> **What you are asked to do**:
Locate each line in the listing below that contains the string "dark", and copy those lines in full.

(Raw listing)
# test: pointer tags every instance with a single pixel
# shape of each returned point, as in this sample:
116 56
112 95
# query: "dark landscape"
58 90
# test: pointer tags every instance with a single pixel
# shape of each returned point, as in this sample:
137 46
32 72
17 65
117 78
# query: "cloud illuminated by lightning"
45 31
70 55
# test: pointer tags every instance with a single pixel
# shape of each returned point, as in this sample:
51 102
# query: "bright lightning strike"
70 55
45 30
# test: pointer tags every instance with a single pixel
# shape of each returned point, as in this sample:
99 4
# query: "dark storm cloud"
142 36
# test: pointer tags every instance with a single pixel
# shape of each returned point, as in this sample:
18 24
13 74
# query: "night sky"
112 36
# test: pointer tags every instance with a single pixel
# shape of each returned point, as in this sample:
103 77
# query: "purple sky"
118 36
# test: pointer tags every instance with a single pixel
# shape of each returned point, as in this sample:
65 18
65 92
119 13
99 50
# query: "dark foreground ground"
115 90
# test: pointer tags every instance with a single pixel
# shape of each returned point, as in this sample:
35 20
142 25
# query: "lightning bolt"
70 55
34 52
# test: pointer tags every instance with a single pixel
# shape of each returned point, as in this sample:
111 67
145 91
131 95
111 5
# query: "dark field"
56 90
...
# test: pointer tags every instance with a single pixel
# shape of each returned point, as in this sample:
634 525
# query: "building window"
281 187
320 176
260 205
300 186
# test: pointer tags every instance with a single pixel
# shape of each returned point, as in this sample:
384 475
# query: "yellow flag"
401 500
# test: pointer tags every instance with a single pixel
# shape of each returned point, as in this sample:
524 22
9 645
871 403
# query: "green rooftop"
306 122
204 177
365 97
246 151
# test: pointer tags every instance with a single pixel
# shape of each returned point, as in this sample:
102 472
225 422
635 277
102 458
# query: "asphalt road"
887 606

> **Answer below**:
# query: "dark landscape"
# query: "dark storm cloud"
# query: "dark foreground ground"
# query: "dark field"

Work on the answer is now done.